What you are asked to do:
In the rows below, start at the line that has "Return the mask of every instance of the grey" and go through the end of the rows. Write those lines out again, putting "gray feathers" in place of "grey plumage" and changing nothing else.

[Segmentation annotation rows]
▶
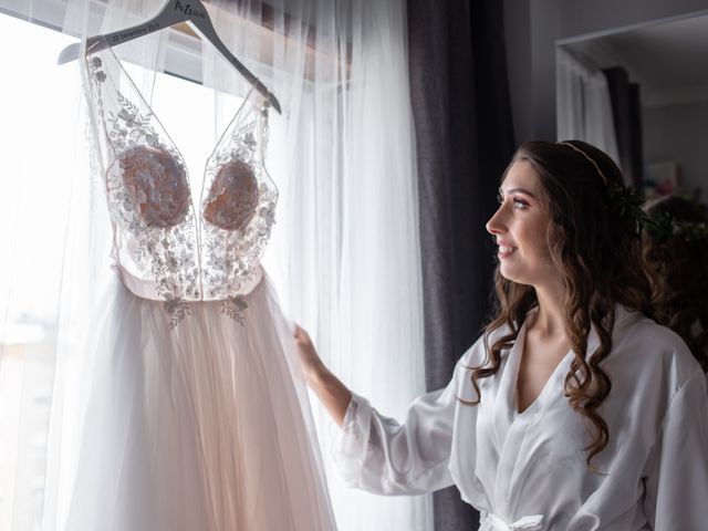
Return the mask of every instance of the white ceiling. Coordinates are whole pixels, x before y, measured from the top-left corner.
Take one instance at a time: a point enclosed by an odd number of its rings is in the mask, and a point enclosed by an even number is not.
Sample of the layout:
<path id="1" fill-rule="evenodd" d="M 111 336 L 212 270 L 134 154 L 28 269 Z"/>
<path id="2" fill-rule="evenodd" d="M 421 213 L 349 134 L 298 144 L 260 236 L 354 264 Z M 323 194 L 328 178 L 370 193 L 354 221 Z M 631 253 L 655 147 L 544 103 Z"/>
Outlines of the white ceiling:
<path id="1" fill-rule="evenodd" d="M 644 106 L 708 101 L 708 14 L 564 46 L 600 67 L 624 66 Z"/>

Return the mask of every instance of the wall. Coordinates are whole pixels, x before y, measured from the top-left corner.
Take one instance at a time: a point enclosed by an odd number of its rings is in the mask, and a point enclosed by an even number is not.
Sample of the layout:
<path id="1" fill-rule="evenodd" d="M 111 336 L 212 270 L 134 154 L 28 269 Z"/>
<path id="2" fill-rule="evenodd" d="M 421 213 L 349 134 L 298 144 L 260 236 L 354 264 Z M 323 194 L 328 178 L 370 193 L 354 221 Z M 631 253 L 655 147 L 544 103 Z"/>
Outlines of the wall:
<path id="1" fill-rule="evenodd" d="M 708 0 L 504 0 L 517 143 L 555 140 L 555 42 L 708 11 Z"/>
<path id="2" fill-rule="evenodd" d="M 678 160 L 681 190 L 708 191 L 708 101 L 662 107 L 642 113 L 644 159 L 647 163 Z"/>

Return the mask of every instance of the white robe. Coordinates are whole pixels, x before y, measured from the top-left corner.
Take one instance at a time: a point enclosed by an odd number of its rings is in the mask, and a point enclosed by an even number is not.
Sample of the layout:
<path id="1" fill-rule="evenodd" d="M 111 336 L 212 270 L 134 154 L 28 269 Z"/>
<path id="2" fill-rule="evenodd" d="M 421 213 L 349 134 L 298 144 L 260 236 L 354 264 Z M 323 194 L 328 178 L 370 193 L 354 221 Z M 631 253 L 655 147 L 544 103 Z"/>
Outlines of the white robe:
<path id="1" fill-rule="evenodd" d="M 498 336 L 498 331 L 494 336 Z M 456 485 L 482 514 L 480 530 L 708 530 L 708 393 L 684 342 L 618 308 L 613 350 L 603 362 L 612 392 L 601 407 L 610 442 L 585 466 L 589 435 L 563 393 L 572 353 L 537 400 L 518 413 L 516 382 L 523 341 L 502 352 L 499 372 L 479 381 L 480 339 L 452 381 L 418 397 L 404 424 L 353 395 L 335 458 L 346 482 L 383 494 L 416 494 Z M 493 337 L 492 337 L 493 340 Z M 594 333 L 589 351 L 595 348 Z"/>

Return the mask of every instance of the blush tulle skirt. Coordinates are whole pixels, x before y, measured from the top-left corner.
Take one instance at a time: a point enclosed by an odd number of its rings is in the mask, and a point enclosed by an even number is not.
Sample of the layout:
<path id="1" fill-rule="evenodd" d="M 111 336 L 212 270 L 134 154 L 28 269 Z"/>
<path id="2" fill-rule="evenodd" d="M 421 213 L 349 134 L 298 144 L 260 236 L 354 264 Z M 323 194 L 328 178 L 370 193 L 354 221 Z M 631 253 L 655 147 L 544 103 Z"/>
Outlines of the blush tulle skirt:
<path id="1" fill-rule="evenodd" d="M 175 329 L 115 281 L 90 342 L 67 531 L 335 529 L 292 325 L 264 277 L 238 322 Z"/>

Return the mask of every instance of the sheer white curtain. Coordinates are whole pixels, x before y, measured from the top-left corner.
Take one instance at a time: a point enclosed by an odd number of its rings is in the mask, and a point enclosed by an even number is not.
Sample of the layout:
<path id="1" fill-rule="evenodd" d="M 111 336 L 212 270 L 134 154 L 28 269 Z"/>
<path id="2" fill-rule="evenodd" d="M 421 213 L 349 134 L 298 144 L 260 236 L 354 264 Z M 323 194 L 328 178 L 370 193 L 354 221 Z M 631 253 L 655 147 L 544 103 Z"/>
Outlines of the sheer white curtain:
<path id="1" fill-rule="evenodd" d="M 162 3 L 123 0 L 105 6 L 70 0 L 61 17 L 64 32 L 81 37 L 144 20 Z M 32 12 L 25 14 L 61 18 L 40 4 L 30 3 Z M 283 308 L 311 332 L 322 357 L 347 385 L 386 414 L 402 416 L 409 402 L 425 391 L 405 2 L 246 0 L 207 6 L 225 43 L 271 88 L 283 110 L 280 116 L 271 113 L 269 170 L 280 189 L 280 202 L 264 260 Z M 199 53 L 199 46 L 184 35 L 160 32 L 116 52 L 145 67 L 132 75 L 143 94 L 154 94 L 153 105 L 158 105 L 160 94 L 155 72 L 167 65 L 192 76 L 195 72 L 180 69 L 187 69 L 184 61 L 194 60 L 198 65 L 194 76 L 214 90 L 209 131 L 194 131 L 206 144 L 216 140 L 246 90 L 210 44 L 205 43 Z M 175 63 L 175 56 L 184 61 Z M 75 93 L 56 103 L 70 114 L 66 135 L 76 137 L 75 154 L 70 155 L 83 160 L 85 116 L 79 74 L 75 65 L 70 69 L 76 76 Z M 32 145 L 30 131 L 23 145 Z M 27 156 L 31 158 L 32 153 Z M 56 158 L 52 164 L 58 171 L 63 163 Z M 27 168 L 17 174 L 21 176 L 18 191 L 8 200 L 15 214 L 1 212 L 8 218 L 2 228 L 3 249 L 20 249 L 13 241 L 19 233 L 17 223 L 32 217 L 38 192 L 61 202 L 60 219 L 52 219 L 49 228 L 38 228 L 31 252 L 11 253 L 3 267 L 31 267 L 33 278 L 50 274 L 54 280 L 44 290 L 15 287 L 11 272 L 3 271 L 0 324 L 12 324 L 8 309 L 35 296 L 51 301 L 49 319 L 55 327 L 43 357 L 46 374 L 40 381 L 24 365 L 21 408 L 7 423 L 9 436 L 0 436 L 3 445 L 12 441 L 17 454 L 0 461 L 14 467 L 9 475 L 13 478 L 10 492 L 0 492 L 0 514 L 12 522 L 8 529 L 53 530 L 61 528 L 65 511 L 82 399 L 92 377 L 91 360 L 81 345 L 82 329 L 91 325 L 86 309 L 95 304 L 96 287 L 113 273 L 101 184 L 94 177 L 90 187 L 87 173 L 52 180 L 51 171 L 42 173 L 41 179 L 35 171 L 40 170 Z M 60 191 L 54 192 L 52 185 Z M 50 244 L 56 247 L 56 256 L 48 260 L 43 249 Z M 4 348 L 0 378 L 9 374 L 8 360 L 11 356 Z M 0 385 L 4 385 L 2 379 Z M 40 398 L 35 398 L 38 388 Z M 48 405 L 45 418 L 32 425 L 30 436 L 27 414 L 38 399 Z M 431 530 L 427 496 L 378 498 L 345 491 L 329 456 L 336 427 L 321 407 L 315 405 L 314 412 L 340 529 Z M 38 454 L 32 449 L 38 437 L 43 442 L 39 458 L 32 461 L 37 473 L 29 473 L 24 462 L 32 452 Z"/>
<path id="2" fill-rule="evenodd" d="M 607 81 L 600 69 L 555 50 L 558 139 L 587 142 L 620 164 Z"/>

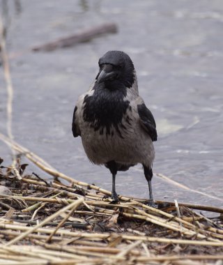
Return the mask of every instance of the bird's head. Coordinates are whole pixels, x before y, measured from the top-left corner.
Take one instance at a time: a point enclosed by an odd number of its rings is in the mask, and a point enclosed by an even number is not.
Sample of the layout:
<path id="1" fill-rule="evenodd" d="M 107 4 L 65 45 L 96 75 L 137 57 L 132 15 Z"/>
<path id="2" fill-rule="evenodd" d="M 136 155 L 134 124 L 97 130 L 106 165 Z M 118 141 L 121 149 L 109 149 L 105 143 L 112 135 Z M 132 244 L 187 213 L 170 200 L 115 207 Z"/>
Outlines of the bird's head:
<path id="1" fill-rule="evenodd" d="M 130 88 L 136 80 L 133 63 L 123 52 L 109 51 L 99 59 L 98 64 L 97 82 L 104 82 L 107 87 L 119 84 Z"/>

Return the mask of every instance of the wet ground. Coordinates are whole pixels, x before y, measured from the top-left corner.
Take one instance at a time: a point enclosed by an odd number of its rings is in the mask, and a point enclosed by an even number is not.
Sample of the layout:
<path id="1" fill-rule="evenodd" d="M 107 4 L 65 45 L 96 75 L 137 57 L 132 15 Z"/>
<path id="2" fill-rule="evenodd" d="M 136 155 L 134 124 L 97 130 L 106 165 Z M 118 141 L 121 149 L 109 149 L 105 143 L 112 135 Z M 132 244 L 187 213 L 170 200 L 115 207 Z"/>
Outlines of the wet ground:
<path id="1" fill-rule="evenodd" d="M 76 179 L 110 189 L 108 170 L 93 165 L 81 139 L 71 132 L 79 95 L 96 76 L 98 60 L 107 50 L 127 52 L 134 63 L 141 96 L 155 118 L 155 199 L 222 206 L 223 2 L 1 1 L 14 87 L 15 139 Z M 115 22 L 108 34 L 73 47 L 33 52 L 38 44 L 82 29 Z M 0 131 L 6 133 L 7 92 L 0 67 Z M 10 151 L 0 142 L 1 156 Z M 38 171 L 36 168 L 34 168 Z M 148 196 L 141 167 L 117 177 L 118 193 Z"/>

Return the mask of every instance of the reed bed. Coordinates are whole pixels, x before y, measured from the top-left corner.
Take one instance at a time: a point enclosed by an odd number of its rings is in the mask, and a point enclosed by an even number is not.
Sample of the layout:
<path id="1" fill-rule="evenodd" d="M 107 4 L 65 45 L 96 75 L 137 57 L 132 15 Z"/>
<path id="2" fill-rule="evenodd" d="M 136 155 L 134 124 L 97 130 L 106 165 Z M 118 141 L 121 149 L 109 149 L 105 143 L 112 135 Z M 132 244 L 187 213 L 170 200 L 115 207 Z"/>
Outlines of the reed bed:
<path id="1" fill-rule="evenodd" d="M 1 264 L 219 264 L 223 260 L 222 209 L 202 206 L 215 213 L 208 218 L 177 201 L 158 202 L 154 209 L 142 199 L 119 196 L 114 204 L 107 190 L 52 168 L 56 179 L 49 181 L 26 174 L 26 165 L 18 158 L 15 166 L 2 162 Z M 59 181 L 61 176 L 67 183 Z"/>

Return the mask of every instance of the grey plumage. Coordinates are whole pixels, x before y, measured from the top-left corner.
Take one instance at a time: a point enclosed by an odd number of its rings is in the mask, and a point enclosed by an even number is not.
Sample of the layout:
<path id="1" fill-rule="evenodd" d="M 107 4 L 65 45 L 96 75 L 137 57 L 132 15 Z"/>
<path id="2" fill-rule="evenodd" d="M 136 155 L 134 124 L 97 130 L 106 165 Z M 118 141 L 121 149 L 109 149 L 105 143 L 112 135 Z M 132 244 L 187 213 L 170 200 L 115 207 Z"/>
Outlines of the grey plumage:
<path id="1" fill-rule="evenodd" d="M 113 176 L 137 163 L 144 166 L 154 206 L 151 179 L 157 140 L 152 113 L 139 96 L 136 73 L 130 58 L 118 51 L 107 52 L 99 60 L 100 71 L 90 89 L 77 100 L 72 121 L 74 137 L 81 136 L 89 160 L 105 165 Z"/>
◀
Task result:
Return the mask of every instance of the gray feathers. Coordinates are whole pixels, x before y, measured from the top-left corner.
Take one instance at a time: a point enclosed by an odd number of its rings is in the mask, and a point enclosed by an even number is not.
Sample of the layout:
<path id="1" fill-rule="evenodd" d="M 107 4 L 65 45 L 96 75 L 137 57 L 132 15 Z"/>
<path id="2" fill-rule="evenodd" d="M 136 155 L 134 124 L 97 130 L 106 165 Z M 118 141 L 121 149 L 109 149 L 105 143 L 112 135 Z M 132 244 L 187 213 L 170 200 L 115 207 Z"/>
Outlines of the gray feathers:
<path id="1" fill-rule="evenodd" d="M 113 176 L 137 163 L 144 166 L 154 206 L 151 179 L 157 140 L 152 113 L 139 96 L 136 73 L 130 58 L 118 51 L 107 52 L 99 60 L 100 71 L 90 89 L 77 100 L 72 121 L 74 137 L 81 136 L 89 160 L 105 165 Z"/>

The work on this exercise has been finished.